Given entries.
::::::::::

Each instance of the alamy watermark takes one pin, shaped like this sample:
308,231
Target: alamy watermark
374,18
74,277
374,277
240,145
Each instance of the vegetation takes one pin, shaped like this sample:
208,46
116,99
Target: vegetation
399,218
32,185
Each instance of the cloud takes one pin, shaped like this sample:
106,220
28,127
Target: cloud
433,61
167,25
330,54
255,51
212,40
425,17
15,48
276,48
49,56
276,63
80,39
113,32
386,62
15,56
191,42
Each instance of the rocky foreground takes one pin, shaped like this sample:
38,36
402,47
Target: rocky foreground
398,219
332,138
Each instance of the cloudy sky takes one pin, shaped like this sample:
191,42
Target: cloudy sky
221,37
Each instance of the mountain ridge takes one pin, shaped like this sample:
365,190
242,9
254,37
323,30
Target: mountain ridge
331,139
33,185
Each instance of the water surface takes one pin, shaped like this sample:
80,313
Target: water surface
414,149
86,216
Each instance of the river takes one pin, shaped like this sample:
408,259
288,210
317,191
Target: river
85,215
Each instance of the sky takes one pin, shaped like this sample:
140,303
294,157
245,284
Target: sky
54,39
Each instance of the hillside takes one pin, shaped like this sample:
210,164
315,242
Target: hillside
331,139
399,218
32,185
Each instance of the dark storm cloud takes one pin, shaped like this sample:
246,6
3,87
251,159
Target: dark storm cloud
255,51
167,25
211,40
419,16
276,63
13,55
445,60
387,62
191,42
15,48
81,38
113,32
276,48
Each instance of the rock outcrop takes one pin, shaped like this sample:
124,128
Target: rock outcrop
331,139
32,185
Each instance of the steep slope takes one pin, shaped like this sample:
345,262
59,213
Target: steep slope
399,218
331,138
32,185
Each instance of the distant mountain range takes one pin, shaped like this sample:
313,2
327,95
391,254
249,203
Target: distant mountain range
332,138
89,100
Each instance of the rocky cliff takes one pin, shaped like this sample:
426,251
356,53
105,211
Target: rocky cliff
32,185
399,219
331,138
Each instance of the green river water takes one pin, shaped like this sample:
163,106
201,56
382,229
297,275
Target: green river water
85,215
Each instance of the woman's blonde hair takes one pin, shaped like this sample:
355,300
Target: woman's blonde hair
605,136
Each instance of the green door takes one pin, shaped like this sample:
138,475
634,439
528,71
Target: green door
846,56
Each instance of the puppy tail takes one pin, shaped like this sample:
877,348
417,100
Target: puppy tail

::::::::::

Show the data once more, exactly as it was written.

The completed task.
Each instance of the alamy watermark takes one pin, shaped like this sample:
308,231
Target: alamy watermark
374,18
74,277
374,277
240,145
Each instance of the vegetation takes one pin, shaped like this sample:
208,46
116,99
Target: vegetation
399,218
32,185
Each instance of the cloud takes one pin, shaped like this sample:
106,220
28,127
Target: cloud
433,61
167,25
330,54
255,51
212,40
425,17
15,48
276,48
49,56
276,63
80,39
113,32
386,62
15,56
191,42
Each instance of the rocky foreground takes one pin, shaped like this sample:
38,36
402,47
Target: rocky foreground
398,219
332,138
Each instance of the cloudy sky takes one pin, shaped like this sample:
191,42
Target: cloudy sky
221,37
Each instance of the mountain ridge takes one pin, shaped like this sample:
365,190
242,9
254,37
323,30
Target: mountain ridge
331,139
33,185
Each instance of the water surface takes one pin, shaped like this sample:
80,313
Target: water surface
414,149
86,216
Each instance of the river takes one pin, shaped like this sample:
408,259
288,210
317,191
Target: river
85,215
Each instance of the sky takes one pin, shaped like this sample:
140,303
294,157
245,284
Target: sky
54,39
Each instance of the hillside takes one pin, shaped like this sample:
210,164
315,242
Target: hillside
331,139
399,218
32,185
Each instance of the dark storm cloud takes one pin, shaped like this sample:
246,6
3,87
251,159
Target: dark storm cloud
255,51
167,25
211,40
419,16
276,63
13,55
445,60
387,62
191,42
15,48
81,38
113,32
276,48
Each instance of the rock outcrop takes one pin, shaped like this sample:
124,128
Target: rock outcrop
331,139
32,185
Each instance of the steep slope takes one pin, shaped like this sample:
345,262
59,213
Target: steep slope
399,218
331,138
32,185
Each instance of the distant mountain range takes one pin, shaped like this sample:
313,2
327,95
391,254
249,203
Target: distant mountain range
332,138
89,100
Each instance of the rocky cliff takes one pin, shaped like this sample:
426,251
356,53
105,211
Target: rocky cliff
32,185
399,219
331,138
Each instance of the green river water takes one pin, shaped like this sample:
163,106
201,56
382,229
297,275
Target: green river water
85,215
Each instance of the woman's blonde hair takes one pin, shaped like this sample:
355,300
Target: woman's blonde hair
605,136
Each instance of the green door takes one pin, shaped like this sample:
138,475
634,439
528,71
Target: green door
846,56
Each instance of the puppy tail takes one pin, shaped like this sample:
877,348
417,100
Target: puppy tail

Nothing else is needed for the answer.